Work to complete: Please copy the records word for word, from their first line through the line containing "box: [131, 140, 755, 175]", including both of those lines.

________

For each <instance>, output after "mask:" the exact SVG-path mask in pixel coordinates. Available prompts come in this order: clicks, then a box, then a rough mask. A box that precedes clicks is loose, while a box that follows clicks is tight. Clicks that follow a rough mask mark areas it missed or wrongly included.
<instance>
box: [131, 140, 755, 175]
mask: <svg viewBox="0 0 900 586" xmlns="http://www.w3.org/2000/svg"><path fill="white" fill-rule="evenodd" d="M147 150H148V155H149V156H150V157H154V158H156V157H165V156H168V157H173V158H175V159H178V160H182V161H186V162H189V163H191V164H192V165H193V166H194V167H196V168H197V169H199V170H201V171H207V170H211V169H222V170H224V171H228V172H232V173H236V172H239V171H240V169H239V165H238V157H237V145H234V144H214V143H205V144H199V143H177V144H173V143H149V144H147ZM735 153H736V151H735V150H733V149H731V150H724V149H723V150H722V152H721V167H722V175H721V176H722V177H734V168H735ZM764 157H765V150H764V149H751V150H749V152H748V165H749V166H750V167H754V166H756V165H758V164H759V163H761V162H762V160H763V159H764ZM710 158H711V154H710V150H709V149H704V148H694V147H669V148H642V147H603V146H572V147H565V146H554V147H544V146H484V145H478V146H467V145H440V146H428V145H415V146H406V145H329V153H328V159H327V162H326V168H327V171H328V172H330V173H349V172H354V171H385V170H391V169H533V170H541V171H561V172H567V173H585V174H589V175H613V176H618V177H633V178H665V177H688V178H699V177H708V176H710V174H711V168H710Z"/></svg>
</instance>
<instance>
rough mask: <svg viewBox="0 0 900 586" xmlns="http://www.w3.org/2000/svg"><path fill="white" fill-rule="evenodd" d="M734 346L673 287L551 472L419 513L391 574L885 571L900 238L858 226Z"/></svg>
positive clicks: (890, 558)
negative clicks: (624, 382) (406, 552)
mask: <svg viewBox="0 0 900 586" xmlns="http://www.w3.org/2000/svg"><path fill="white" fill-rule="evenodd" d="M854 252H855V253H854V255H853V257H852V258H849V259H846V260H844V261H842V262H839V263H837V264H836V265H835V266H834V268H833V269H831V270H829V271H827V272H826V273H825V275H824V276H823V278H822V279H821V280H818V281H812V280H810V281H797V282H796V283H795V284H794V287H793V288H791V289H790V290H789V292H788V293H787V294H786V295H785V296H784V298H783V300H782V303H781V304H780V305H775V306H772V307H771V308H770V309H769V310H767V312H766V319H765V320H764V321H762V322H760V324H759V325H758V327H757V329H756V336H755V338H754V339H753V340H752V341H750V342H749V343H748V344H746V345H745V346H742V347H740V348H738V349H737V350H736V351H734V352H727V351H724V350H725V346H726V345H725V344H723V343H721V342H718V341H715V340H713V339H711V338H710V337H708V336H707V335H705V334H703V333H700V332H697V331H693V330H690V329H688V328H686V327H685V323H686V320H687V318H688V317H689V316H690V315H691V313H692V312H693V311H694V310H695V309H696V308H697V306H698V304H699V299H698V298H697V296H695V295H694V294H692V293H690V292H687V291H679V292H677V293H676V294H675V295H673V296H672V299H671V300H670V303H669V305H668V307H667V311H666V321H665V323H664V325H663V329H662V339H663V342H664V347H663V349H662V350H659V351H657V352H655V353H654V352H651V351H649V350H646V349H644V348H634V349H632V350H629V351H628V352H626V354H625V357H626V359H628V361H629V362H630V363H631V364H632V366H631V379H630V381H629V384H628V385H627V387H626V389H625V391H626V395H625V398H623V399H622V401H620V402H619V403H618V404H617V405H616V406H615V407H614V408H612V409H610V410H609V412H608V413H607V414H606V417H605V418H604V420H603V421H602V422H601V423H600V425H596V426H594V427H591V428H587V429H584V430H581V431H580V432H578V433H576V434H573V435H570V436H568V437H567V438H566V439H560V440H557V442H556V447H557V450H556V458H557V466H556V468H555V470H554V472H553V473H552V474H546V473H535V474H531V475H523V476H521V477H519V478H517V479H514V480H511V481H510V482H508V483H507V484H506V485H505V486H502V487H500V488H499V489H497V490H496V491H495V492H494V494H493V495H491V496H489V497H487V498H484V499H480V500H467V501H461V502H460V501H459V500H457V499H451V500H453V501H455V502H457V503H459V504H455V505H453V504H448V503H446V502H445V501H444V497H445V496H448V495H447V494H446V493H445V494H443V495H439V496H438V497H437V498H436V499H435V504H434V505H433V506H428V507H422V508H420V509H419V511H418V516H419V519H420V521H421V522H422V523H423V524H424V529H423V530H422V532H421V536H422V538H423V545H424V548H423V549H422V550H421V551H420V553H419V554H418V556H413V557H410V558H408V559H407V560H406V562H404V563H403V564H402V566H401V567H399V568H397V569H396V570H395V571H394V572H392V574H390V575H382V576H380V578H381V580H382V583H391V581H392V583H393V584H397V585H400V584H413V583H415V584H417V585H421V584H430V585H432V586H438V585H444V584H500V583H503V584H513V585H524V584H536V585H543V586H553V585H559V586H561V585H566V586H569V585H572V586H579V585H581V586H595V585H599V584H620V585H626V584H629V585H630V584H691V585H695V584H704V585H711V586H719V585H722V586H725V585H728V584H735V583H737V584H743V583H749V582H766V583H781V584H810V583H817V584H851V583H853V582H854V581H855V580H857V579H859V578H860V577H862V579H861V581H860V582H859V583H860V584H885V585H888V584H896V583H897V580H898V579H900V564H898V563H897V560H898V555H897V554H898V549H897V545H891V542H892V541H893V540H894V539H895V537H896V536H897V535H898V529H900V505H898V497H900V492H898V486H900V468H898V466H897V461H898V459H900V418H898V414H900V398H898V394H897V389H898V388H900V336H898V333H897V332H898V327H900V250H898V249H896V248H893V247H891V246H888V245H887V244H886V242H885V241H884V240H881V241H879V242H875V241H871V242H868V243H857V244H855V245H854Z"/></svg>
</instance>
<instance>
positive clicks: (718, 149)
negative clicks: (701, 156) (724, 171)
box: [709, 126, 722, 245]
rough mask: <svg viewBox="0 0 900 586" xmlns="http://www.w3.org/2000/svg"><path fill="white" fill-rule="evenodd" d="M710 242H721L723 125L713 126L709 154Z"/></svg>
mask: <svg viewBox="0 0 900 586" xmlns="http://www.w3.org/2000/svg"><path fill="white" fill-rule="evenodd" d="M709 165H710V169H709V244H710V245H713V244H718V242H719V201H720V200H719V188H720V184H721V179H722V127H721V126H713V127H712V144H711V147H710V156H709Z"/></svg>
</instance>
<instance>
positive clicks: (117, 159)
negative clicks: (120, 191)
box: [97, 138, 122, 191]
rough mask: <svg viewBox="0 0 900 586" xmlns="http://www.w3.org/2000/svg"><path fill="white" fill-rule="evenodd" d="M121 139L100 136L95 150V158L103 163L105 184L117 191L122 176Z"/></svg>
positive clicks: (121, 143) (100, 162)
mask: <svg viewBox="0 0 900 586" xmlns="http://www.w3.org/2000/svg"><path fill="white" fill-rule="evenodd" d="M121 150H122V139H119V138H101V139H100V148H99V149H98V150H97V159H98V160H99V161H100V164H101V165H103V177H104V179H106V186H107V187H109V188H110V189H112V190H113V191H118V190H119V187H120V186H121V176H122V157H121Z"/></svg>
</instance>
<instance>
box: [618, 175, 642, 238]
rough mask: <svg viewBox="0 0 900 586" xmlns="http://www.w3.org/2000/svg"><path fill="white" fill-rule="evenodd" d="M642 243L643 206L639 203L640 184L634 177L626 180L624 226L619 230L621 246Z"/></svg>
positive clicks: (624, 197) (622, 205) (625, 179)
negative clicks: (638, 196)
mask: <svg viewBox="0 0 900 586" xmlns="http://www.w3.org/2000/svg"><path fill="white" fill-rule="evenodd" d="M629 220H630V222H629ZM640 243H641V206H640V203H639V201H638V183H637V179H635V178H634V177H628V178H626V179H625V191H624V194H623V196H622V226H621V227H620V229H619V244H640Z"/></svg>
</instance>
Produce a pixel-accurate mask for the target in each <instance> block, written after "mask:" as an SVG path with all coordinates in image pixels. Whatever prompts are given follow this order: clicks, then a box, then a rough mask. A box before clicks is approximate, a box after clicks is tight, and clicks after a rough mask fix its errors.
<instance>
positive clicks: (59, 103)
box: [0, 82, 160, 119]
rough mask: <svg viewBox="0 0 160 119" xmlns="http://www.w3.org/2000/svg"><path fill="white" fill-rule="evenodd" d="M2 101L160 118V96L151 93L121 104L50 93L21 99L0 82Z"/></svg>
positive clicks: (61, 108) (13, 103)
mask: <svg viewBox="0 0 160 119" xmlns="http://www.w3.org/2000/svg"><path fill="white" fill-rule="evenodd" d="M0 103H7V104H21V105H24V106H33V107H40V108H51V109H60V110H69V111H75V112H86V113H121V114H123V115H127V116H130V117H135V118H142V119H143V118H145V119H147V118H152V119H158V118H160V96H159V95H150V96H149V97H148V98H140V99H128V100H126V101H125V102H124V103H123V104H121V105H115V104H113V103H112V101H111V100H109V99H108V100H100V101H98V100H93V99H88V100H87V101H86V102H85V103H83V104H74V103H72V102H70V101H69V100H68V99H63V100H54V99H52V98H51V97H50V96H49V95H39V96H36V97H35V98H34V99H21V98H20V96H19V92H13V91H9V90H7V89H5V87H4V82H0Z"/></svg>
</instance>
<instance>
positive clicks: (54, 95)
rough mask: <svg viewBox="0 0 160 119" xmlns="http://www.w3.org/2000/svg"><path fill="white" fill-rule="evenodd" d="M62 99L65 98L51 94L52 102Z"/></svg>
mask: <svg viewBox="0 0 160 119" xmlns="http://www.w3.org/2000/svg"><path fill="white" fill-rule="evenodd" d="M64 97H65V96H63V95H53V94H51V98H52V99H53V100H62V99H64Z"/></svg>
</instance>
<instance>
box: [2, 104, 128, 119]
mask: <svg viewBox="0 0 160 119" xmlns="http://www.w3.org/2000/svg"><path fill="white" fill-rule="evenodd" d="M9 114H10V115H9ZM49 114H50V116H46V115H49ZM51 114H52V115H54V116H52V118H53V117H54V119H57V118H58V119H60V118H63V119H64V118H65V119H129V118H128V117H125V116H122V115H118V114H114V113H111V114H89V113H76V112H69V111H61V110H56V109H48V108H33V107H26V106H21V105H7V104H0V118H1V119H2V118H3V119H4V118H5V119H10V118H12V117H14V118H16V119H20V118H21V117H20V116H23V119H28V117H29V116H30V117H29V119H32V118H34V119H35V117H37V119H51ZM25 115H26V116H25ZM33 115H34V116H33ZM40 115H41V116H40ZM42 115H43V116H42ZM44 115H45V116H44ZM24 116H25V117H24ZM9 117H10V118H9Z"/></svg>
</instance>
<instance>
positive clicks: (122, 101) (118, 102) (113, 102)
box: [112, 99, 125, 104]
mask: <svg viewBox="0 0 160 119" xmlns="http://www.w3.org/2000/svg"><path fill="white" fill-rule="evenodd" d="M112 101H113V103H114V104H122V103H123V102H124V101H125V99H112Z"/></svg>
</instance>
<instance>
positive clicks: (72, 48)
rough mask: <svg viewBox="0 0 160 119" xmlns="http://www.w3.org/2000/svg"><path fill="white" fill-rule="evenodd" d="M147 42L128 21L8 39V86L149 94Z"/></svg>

________

Problem solution:
For each <instance>, output after "mask:" the exact SVG-path mask in pixel coordinates. Available prompts come in this order: clicks, then a box, then a rough mask. A box that precedes clicks is loose, while a box that follows clicks is tight. Clicks that follow a rough mask mark areas it missed or wrongly included.
<instance>
box: [131, 140, 755, 175]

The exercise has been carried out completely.